PASSAGE Start Marker
Yu Darvish added another seven scoreless innings Friday night to a 12-start season he finished off with a 2.01 ERA, helping move the Cubs within a victory (or Cardinals) loss of clinching a division title.
Now comes the hard part.
The playoffs? That, too.
The way Darvish looked Friday, pitching in the playoffs is going to be easy.
Especially compared to the picking a Cy Young Award winner in the National League this year.
One voting member of the Chicago media even asked Cubs manager David Ross who he would select if he had a vote.
“It’d go to my guy. What are you talking about?” Ross said. “I’d give all my guys every award I could.”
As big-hearted as that might be, it doesn’t help.
Cincinnati’s Trevor Bauer (5-4) leads the league with a 1.73 ERA, 0.80 WHIP, 100 strikeouts and two shutouts and has only three fewer innings than Darvish despite one fewer start.
When Bauer got done beating the Brewers with eight dominant innings on short rest Wednesday, he was asked whether he’d done enough to win the Cy Young.
“I don’t know how you could see it any other way,” Bauer said — which helped the decision about as much as Ross’ response.
PASSAGE End Marker
DESCRIPTION OF THE TASK:
Answer these questions from the passage on the Cy Young race.
1. What ERA did Darvish finish his season with?
2. What ERA does Bauer lead the league with?
3. Which team did Bauer beat on Wednesday?
DATA EXTRACTS Start Marker
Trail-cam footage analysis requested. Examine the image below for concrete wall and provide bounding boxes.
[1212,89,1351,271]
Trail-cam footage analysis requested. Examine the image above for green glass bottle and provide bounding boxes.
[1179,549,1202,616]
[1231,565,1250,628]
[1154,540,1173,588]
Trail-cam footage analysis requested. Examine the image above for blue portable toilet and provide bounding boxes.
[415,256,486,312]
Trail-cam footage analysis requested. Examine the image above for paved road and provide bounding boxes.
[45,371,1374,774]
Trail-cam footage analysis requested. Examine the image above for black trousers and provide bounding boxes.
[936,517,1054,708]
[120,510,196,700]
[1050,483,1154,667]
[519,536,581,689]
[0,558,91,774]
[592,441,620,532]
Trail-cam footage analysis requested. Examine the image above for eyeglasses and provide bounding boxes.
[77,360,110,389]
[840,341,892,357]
DATA EXTRACTS End Marker
ANSWER SPACE:
1. 2.01
2. 1.73
3. The Brewers